REQUIRED WORK -
Please write out the final portion of the records below exactly: the line containing "TARGET = white cloud", every line after it, and nothing else.

EXCERPTED RECORDS -
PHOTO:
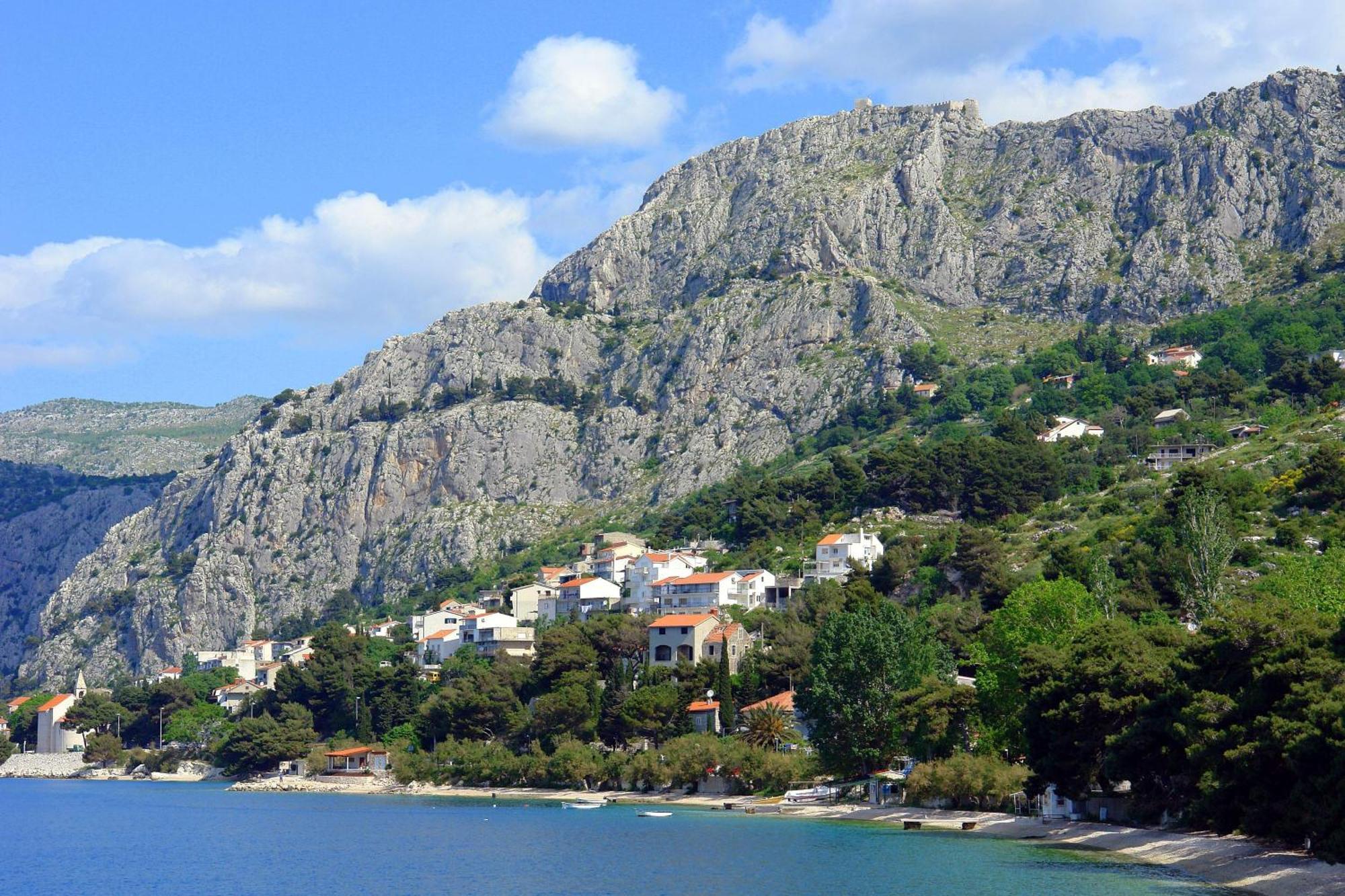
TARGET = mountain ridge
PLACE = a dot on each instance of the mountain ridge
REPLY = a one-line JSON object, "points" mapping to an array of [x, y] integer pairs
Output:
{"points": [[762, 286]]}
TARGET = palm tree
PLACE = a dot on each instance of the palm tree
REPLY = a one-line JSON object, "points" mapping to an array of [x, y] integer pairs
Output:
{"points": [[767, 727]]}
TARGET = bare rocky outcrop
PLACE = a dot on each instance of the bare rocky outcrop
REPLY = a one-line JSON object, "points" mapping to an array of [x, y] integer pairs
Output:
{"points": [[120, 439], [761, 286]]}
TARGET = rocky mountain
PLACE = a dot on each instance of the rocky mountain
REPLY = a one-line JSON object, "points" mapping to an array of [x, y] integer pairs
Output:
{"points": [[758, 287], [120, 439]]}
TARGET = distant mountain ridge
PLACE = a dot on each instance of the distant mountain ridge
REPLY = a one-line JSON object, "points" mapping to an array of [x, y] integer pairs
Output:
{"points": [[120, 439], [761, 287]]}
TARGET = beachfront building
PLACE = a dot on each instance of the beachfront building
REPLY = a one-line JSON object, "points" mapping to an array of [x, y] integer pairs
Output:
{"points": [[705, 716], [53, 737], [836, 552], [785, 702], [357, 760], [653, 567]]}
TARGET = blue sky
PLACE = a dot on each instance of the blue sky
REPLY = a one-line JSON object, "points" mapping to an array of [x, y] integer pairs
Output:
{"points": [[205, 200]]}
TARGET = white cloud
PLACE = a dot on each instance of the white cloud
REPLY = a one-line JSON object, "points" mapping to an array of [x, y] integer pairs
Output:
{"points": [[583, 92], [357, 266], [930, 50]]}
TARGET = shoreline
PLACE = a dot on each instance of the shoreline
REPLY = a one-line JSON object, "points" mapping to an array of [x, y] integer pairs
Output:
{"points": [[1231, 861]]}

ANSWER BELOW -
TARGET = white cloud
PLACE = a dot on each instance of the white cloud
REPLY = a one-line JSON object, "points" mapping to an array of [x, y] integer pairs
Output:
{"points": [[583, 92], [357, 266], [930, 50]]}
TARGET = shoreline
PLACE = a dot on each instance of the shoreline
REPLY = a one-line JSON object, "points" mapping to an array of [x, y] integer pairs
Output:
{"points": [[1231, 861]]}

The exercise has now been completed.